__PAGE EXTRACT__

..........

Personal information
- Full name: Herly Enrique Alcázar Vélez
- Date of birth: 30 September 1976 (age 49)
- Place of birth: Cartagena, Bolivar, Colombia
- Height: 1.76 m (5 ft 9+1⁄2 in)
- Position: Striker

Senior career*
- Years: Team / Apps / (Gls)
- 1995–1997: Millonarios / 8 / (0)
- 1998–1999: Deportivo Pasto / 31 / (14)
- 1999: Atlético Bucaramanga / 20 / (6)
- 2000: Cienciano / 18 / (11)
- 2000–2001: Junior / 41 / (5)
- 2001: Sporting Cristal / 18 / (3)
- 2002: Santa Fe / 27 / (5)
- 2002: Deportes Tolima / 26 / (8)
- 2003: Centauros Villavicencio / 28 / (11)
- 2004–2005: Once Caldas / 28 / (13)
- 2005: Universidad San Martín / 8 / (2)
- 2006: Universidad de Chile / 16 / (11)
- 2006: Chiapas / 15 / (1)
- 2007: O'Higgins / 19 / (4)
- 2007–2008: Junior / 22 / (7)
- 2008–2009: Atlético Huila / 31 / (7)
- 2009–2010: La Equidad / 27 / (6)
- 2010: América de Cali / 2 / (0)
- 2011: Millonarios / 0 / (0)
- 2011: Bogotá FC / 12 / (6)
- 2012: Uniautónoma / 7 / (0)
- Total:  / 404 / (120)

International career
- 2003: Colombia / 1 / (0)

= Herly Alcázar =

Colombian footballer (born 1976)

Herly Enrique Alcázar Vélez (born 30 October 1976) is a former Colombian professional footballer who played as a striker.

During a career spanning almost two decades, he represented numerous clubs in Colombia and also played professionally in Peru, Chile and Mexico. He was capped by the Colombia national football team in 2003.

..........

__INFORMATION__
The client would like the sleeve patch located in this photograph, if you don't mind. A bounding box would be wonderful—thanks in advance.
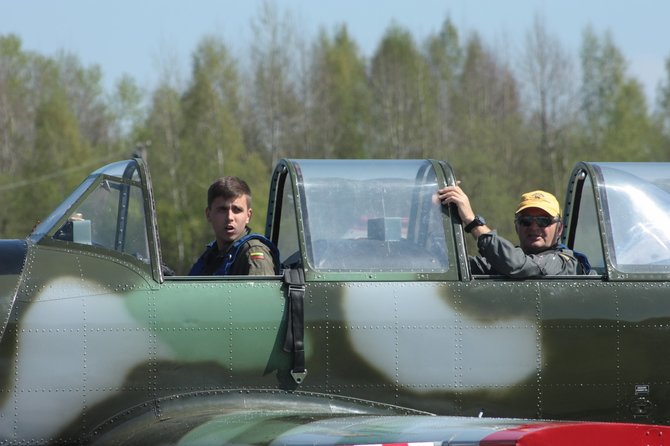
[249,251,265,260]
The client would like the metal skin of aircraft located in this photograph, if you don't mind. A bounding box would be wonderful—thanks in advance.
[0,158,670,446]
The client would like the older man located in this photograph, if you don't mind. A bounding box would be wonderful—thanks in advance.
[438,186,588,278]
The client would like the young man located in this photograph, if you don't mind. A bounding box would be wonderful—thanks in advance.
[438,186,588,278]
[189,176,278,276]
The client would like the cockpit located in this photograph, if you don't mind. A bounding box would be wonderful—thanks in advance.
[272,160,449,273]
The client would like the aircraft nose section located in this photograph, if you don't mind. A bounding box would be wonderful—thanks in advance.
[0,240,28,337]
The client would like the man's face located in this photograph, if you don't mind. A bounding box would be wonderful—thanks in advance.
[515,208,563,254]
[205,195,252,248]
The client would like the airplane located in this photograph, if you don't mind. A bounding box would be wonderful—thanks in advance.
[0,158,670,446]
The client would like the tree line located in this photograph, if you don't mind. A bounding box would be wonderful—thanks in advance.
[0,4,670,272]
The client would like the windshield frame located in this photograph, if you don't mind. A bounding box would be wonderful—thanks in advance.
[282,159,459,281]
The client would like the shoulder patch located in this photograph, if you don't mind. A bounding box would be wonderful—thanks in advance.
[558,252,575,262]
[249,251,265,260]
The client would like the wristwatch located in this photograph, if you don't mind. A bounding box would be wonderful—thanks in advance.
[463,215,486,234]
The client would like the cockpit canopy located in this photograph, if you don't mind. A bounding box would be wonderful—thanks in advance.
[280,160,449,273]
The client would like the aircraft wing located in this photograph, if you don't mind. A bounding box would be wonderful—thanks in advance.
[86,390,670,446]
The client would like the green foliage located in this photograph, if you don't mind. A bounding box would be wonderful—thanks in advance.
[0,11,670,262]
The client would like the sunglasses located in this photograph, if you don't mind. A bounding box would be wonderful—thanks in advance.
[514,215,560,228]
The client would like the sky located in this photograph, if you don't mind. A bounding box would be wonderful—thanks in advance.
[0,0,670,105]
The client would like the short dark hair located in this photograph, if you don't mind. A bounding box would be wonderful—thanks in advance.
[207,176,251,209]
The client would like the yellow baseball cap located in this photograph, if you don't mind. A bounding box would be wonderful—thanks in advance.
[515,190,561,217]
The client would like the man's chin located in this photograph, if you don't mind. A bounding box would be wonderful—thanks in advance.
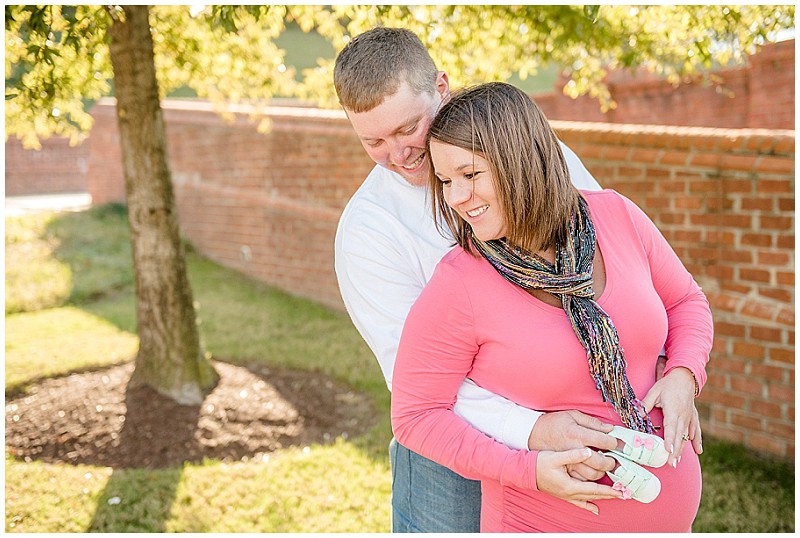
[395,167,428,187]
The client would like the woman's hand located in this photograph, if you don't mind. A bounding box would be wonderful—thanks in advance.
[536,448,622,515]
[642,367,702,467]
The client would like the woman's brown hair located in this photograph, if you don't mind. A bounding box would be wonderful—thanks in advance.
[426,82,580,254]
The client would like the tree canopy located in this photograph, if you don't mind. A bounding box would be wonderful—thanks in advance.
[5,5,794,147]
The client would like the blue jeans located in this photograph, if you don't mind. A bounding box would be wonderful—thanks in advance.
[389,439,481,532]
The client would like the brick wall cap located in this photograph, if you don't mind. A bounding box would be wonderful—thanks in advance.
[95,97,347,120]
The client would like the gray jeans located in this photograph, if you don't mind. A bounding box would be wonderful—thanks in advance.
[389,439,481,532]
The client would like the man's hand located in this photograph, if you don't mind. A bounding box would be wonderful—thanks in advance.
[656,355,703,454]
[536,446,622,515]
[528,410,617,450]
[528,411,617,481]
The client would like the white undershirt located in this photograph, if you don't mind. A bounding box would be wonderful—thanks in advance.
[335,144,600,449]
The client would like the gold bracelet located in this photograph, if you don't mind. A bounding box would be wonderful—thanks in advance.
[684,367,700,398]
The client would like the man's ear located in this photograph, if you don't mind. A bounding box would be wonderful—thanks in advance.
[436,71,450,101]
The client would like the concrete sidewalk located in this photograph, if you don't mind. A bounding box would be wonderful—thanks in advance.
[5,192,92,217]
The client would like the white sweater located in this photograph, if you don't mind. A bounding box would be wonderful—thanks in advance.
[335,144,600,449]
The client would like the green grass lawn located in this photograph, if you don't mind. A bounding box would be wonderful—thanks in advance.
[5,206,794,532]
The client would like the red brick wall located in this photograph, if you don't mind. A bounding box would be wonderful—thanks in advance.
[5,137,89,196]
[534,39,795,129]
[553,122,795,458]
[89,101,372,308]
[89,103,794,458]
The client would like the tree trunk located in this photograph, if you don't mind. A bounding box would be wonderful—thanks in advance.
[110,6,219,405]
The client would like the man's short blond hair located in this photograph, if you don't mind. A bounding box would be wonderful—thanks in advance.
[333,27,437,112]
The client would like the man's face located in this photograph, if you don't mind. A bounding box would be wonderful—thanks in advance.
[345,76,449,186]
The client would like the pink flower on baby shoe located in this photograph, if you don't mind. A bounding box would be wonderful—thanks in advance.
[611,482,633,501]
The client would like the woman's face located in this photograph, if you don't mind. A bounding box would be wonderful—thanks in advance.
[430,139,506,241]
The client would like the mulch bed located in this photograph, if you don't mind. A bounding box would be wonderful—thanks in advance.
[6,361,376,468]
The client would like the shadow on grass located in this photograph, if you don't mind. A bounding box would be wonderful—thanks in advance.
[86,469,183,533]
[87,387,200,533]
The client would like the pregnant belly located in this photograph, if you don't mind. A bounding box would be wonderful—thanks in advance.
[481,444,702,533]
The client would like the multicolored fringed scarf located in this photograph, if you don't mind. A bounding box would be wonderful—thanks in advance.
[472,198,653,433]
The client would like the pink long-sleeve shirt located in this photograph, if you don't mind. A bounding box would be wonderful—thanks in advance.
[392,190,713,532]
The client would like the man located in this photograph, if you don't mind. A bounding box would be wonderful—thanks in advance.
[334,28,699,532]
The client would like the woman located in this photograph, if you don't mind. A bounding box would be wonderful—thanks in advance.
[392,83,713,532]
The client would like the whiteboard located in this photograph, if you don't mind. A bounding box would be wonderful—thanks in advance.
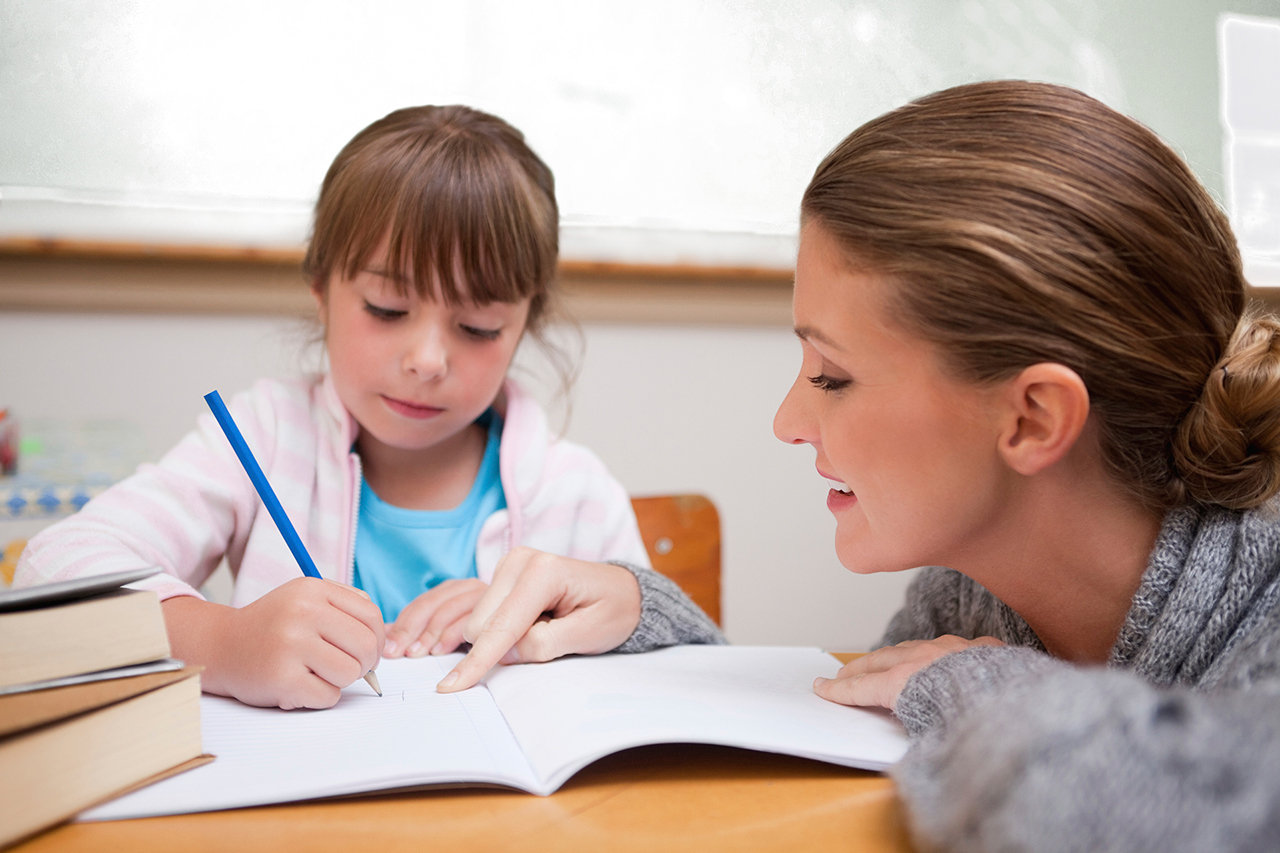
[0,0,1280,268]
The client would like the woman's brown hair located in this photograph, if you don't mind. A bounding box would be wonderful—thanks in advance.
[303,106,559,334]
[801,81,1280,510]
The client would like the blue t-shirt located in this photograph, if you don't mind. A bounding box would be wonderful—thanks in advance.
[353,409,507,622]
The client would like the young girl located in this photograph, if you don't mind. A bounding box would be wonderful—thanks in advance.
[437,82,1280,853]
[15,106,680,708]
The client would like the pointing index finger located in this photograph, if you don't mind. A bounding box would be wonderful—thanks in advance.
[435,573,554,693]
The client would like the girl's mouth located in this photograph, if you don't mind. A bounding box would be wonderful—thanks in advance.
[383,394,444,420]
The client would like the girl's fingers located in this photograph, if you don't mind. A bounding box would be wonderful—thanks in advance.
[325,580,387,655]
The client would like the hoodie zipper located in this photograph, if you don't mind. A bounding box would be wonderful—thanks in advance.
[343,453,365,587]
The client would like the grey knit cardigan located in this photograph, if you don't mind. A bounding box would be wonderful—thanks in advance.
[882,507,1280,853]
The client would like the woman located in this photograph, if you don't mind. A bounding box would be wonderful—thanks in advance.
[435,82,1280,850]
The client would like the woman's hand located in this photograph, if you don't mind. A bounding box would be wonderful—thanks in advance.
[436,548,640,693]
[164,578,383,711]
[383,578,489,657]
[813,634,1004,711]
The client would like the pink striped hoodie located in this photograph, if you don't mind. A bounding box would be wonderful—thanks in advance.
[14,374,649,607]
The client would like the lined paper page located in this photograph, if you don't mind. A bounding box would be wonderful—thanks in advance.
[488,646,906,790]
[81,654,538,820]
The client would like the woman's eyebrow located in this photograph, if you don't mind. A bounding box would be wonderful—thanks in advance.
[795,325,845,351]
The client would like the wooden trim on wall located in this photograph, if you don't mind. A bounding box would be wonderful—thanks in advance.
[0,237,792,325]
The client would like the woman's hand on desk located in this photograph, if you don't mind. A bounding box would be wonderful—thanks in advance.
[813,634,1004,711]
[164,578,383,711]
[436,548,640,693]
[383,578,489,657]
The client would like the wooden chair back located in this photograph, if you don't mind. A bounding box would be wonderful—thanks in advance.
[631,494,721,625]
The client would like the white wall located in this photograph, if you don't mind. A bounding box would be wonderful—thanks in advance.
[0,313,908,651]
[0,0,1276,266]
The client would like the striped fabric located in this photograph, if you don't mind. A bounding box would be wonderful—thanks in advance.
[14,375,649,607]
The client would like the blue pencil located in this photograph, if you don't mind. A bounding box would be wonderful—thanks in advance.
[205,391,383,695]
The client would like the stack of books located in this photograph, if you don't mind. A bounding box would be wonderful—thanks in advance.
[0,563,204,847]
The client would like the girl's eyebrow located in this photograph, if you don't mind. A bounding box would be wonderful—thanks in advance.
[361,266,407,284]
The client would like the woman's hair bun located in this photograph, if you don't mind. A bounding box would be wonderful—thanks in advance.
[1174,313,1280,510]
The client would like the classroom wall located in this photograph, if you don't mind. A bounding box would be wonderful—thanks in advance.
[0,313,909,651]
[0,0,1280,266]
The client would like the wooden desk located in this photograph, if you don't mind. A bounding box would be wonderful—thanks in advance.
[13,656,911,853]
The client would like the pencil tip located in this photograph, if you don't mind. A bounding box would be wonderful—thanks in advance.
[365,670,383,695]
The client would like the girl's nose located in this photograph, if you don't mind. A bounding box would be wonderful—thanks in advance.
[404,330,449,382]
[773,375,818,444]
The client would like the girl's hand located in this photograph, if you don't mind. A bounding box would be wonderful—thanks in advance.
[383,578,489,657]
[164,578,383,711]
[435,548,640,693]
[813,634,1004,711]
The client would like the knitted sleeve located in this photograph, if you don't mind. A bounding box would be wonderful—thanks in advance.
[877,566,1044,651]
[891,615,1280,853]
[613,561,726,652]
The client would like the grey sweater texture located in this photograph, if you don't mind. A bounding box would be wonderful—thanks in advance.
[882,506,1280,853]
[613,561,724,652]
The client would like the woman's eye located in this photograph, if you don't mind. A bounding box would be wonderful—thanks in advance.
[809,373,854,391]
[365,301,408,320]
[458,324,502,341]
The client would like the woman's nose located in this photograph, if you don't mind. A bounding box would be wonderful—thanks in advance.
[773,377,817,444]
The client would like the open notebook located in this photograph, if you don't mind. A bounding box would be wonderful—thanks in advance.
[81,646,906,820]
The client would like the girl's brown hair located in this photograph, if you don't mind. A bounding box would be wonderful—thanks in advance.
[303,106,559,334]
[801,81,1280,510]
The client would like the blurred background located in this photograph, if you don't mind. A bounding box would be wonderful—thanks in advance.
[0,0,1280,651]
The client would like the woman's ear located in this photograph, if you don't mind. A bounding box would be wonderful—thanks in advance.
[311,278,325,318]
[998,362,1089,476]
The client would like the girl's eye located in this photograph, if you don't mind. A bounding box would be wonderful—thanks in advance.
[365,300,408,320]
[458,324,502,341]
[809,373,854,391]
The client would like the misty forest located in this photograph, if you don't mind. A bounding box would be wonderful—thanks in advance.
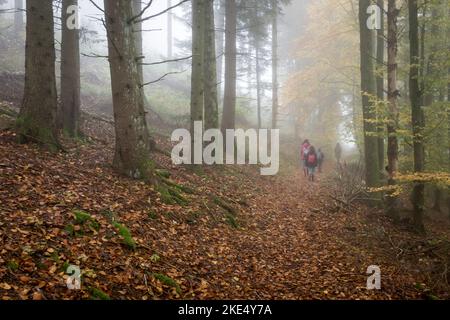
[0,0,450,300]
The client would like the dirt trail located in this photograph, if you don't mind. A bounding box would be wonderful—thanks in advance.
[0,133,426,299]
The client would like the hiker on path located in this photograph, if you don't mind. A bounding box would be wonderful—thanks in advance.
[305,146,319,181]
[300,139,311,177]
[334,142,342,165]
[317,148,325,173]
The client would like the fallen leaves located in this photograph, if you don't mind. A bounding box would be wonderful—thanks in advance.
[0,129,446,300]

..........

__WORK ITEM__
Can you reproduce the Herly Alcázar profile word for word, between "- 2008–2009: Atlético" and "footballer (born 1976)", inclusive?

__YOUR SOLUTION__
- 2008–2009: Atlético Huila / 31 / (7)
- 2009–2010: La Equidad / 27 / (6)
- 2010: América de Cali / 2 / (0)
- 2011: Millonarios / 0 / (0)
- 2011: Bogotá FC / 12 / (6)
- 2012: Uniautónoma / 7 / (0)
- Total:  / 404 / (120)

International career
- 2003: Colombia / 1 / (0)

= Herly Alcázar =

Colombian footballer (born 1976)